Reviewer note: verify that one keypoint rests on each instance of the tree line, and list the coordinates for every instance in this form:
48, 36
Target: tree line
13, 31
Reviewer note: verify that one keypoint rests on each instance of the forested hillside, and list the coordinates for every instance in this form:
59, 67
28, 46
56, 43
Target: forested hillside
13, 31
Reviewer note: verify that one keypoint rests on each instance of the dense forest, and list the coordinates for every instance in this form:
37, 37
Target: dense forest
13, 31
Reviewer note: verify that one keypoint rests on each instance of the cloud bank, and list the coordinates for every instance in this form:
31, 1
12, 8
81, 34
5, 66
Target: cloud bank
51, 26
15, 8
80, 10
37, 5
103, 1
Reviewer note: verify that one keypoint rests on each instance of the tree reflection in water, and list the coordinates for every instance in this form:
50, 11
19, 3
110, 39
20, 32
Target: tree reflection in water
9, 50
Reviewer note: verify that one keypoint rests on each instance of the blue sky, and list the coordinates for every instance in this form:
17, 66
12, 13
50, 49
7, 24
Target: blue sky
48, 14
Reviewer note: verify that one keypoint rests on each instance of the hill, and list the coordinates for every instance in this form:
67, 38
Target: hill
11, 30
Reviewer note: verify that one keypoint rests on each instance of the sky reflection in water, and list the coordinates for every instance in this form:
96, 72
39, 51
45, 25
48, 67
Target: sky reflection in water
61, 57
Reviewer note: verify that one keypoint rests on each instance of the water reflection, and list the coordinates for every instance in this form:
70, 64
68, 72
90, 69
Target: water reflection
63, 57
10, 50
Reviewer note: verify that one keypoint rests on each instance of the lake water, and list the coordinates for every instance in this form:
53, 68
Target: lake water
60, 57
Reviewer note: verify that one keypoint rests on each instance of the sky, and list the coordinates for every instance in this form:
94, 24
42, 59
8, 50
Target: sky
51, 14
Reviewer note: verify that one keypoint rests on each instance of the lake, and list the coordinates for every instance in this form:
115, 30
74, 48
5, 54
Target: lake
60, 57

-=-=-

YOUR INSTRUCTIONS: Above are the records; copy exactly the lines from the one with "lake water, and" through the final line.

ANSWER TO THIS PROBLEM:
Reviewer note: verify that one keypoint rests on each instance of the lake water, and list the coordinates for every instance in this form:
53, 68
Target: lake water
60, 57
Reviewer note: verify that one keypoint rests on each instance of the sky, and list the coordinates for every instance in this form:
94, 24
42, 59
8, 50
Target: sky
51, 14
Reviewer note: verify that one keypoint rests on each instance of the lake, and list the coordinates for every instance in this form:
115, 30
74, 48
5, 54
Target: lake
60, 57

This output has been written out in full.